Task material:

== Segment start ==

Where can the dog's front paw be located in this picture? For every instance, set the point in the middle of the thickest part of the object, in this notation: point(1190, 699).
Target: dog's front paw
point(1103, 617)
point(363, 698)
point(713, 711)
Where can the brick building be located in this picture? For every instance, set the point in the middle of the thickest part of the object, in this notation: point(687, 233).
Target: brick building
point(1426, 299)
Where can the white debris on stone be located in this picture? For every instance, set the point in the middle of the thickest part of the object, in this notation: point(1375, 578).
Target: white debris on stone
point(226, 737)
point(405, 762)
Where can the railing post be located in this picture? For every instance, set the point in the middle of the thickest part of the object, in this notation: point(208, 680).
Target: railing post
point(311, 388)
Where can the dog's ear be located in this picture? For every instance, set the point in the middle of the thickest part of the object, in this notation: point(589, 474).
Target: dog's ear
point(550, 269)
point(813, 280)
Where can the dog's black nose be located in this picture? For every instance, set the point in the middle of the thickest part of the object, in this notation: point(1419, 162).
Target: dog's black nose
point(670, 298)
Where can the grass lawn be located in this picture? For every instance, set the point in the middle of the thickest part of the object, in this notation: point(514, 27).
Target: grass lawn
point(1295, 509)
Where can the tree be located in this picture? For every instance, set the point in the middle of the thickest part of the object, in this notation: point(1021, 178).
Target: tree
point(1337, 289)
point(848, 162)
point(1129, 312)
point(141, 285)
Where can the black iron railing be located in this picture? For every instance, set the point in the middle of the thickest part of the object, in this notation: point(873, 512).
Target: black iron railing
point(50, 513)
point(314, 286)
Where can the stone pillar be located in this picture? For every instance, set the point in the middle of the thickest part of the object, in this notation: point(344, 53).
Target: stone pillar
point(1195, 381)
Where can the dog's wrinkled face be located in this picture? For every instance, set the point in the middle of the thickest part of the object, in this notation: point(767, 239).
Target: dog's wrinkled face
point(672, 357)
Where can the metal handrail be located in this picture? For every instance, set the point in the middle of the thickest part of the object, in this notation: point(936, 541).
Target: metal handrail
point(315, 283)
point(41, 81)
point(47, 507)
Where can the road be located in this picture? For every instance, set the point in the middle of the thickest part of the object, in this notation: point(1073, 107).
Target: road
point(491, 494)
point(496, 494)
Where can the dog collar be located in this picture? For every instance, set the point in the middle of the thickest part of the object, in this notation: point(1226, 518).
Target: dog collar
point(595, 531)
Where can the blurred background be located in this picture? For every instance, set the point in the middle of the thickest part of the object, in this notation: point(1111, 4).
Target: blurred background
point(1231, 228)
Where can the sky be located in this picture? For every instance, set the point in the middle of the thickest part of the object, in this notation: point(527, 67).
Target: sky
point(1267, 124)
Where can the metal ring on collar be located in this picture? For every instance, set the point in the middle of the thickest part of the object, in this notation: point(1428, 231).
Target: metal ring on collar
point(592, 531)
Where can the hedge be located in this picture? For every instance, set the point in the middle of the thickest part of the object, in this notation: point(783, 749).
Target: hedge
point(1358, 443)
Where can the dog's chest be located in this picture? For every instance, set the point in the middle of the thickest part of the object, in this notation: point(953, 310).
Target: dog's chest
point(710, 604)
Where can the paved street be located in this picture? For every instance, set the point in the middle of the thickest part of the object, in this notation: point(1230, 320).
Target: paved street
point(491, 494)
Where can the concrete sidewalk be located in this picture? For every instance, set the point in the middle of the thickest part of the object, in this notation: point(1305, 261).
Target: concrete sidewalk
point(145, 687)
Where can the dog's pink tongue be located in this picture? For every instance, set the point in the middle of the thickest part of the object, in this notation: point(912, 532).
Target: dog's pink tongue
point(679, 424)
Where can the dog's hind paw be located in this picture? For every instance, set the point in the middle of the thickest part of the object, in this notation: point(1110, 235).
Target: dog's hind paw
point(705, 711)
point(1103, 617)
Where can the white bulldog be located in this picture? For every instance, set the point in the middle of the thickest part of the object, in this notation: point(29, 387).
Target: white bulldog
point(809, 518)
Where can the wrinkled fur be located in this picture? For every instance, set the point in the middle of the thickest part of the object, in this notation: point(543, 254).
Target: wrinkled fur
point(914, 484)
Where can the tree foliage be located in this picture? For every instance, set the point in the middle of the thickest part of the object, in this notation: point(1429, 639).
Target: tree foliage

== Segment end ==

Return the records given above in their entirety, word for word.

Where can the dog's front paw be located in this picture? For every instance, set the point in the middle of the thickest part of the object, in this notation: point(1190, 699).
Target: dog's front paw
point(1103, 617)
point(363, 698)
point(713, 711)
Where can the brick building be located in this picture? For every instance, set the point in the middle of the thickest part of the object, in this notation: point(687, 233).
Target: brick building
point(1426, 299)
Where can the white debris on stone be located in this picture? For every instance, set the point in the middle of the thickest part of the object, in this notation: point(1375, 578).
Target: white debris on stone
point(226, 737)
point(405, 762)
Where can the railing post be located in this picture? For every instance, set the point in the middle of the thickest part of the object, in this notation: point(208, 680).
Target: railing post
point(311, 388)
Where can the dog's ear be located in this picture? For every instance, set the point in the middle of the thickest part of the object, in this notation: point(589, 474).
Target: dog's ear
point(550, 269)
point(813, 280)
Where can the dog's black nose be located in this picture? For every instance, set the point in the middle of the thickest part of the object, in this notation: point(1419, 162).
Target: dog's black nose
point(670, 298)
Where can the grass lawn be located in this picture? For every instance, set the point in the middle of the thickest part of the object, in this notation: point(514, 27).
Target: grass lawn
point(1295, 509)
Where can the tree be located in this picture? For every instance, set the point in the middle of the thickest part of the object, in this notation: point(1021, 178).
Target: tree
point(1337, 289)
point(848, 162)
point(1129, 312)
point(141, 285)
Where can the black iron railing be located in this picture? For every instance, set the point in the middle of the thickest part of the object, in this notation: point(873, 512).
Target: black iron railing
point(50, 513)
point(314, 286)
Where can the stone pillar be located in this picture? For every instance, set the point in the middle of the thickest part of the object, in this notation: point(344, 53).
Target: stone pillar
point(1195, 381)
Where can the dog's wrinkled face be located in this picture? For every instance, set the point in the middle of the thickest part of the object, in this notation: point(767, 239).
Target: dog's wrinkled face
point(672, 357)
Where can the metal handrail be located in this picture? For every instance, set the point in the middle of the thickest part of the object, in this notation: point(936, 541).
Target: metal handrail
point(315, 283)
point(41, 81)
point(47, 507)
Where can the road be located in this picture? For every instance, set the point in the middle of the thickest part of the object, in this notation: point(1073, 107).
Target: road
point(491, 494)
point(496, 494)
Where can the dog collar be located in this picture? For every instance, set the point in the middle of the thickest part of the object, in this notation: point(1226, 518).
Target: dog collar
point(595, 531)
Where can the blurred background be located in this picture? For every instance, set the point in the middle of the thickest part of the object, in this notation: point(1111, 4).
Target: blurred background
point(1231, 228)
Where can the sky be located in this picture? For every instance, set the point in the middle of the thickest part of the object, in this notation: point(527, 67).
Target: sky
point(1267, 124)
Where can the metal ring on collar be located in this picture? For every instance, set the point in the middle of the thickest part of the object, in this notation: point(1428, 231).
Target: metal ring on collar
point(592, 531)
Where can the hedge be located in this picture? For every instance, set the point in the middle of the thickest part of the object, in this notation: point(783, 749).
Target: hedge
point(1358, 443)
Where can the dog's chest be located in this picture? For every instance, set the point in the middle of the thickest part of the object, in this notation: point(953, 310).
Target: dog's chest
point(710, 604)
Where can the paved street be located in this picture? For every instance, set the point in the middle of the thickest part of the object, in this notation: point(1230, 320).
Target: paved street
point(491, 494)
Where can the concrete sidewalk be located in this picture? For every instance, set the point in the middle of the thickest part of the object, in this notation: point(1305, 261).
Target: concrete sidewalk
point(145, 687)
Where can the dog's pink tongue be located in this picture? For every instance, set the point in the middle of the thickest part of the object, in this notation: point(912, 532).
Target: dog's pink tongue
point(679, 424)
Where can the dog's hind paw be located in this picture? For every instance, set the point in the middle of the thickest part of the object, in this notation: point(1110, 235).
Target: dog's hind paw
point(705, 711)
point(1103, 617)
Where can the white bulldog be located in this picture? For every instance, set the point in the middle of the thickest part of the object, in this notation: point(29, 387).
Target: white bulldog
point(809, 518)
Where can the wrinkled fur be located in this picture? For every instance, set the point in the middle of the thickest part of the object, in this notation: point(543, 254).
Target: wrinkled fur
point(914, 484)
Where can the tree foliage be located in this picture? For every instance, set the point in the middle of the thickest part of the object, in this notation: point(1429, 639).
Target: tree foliage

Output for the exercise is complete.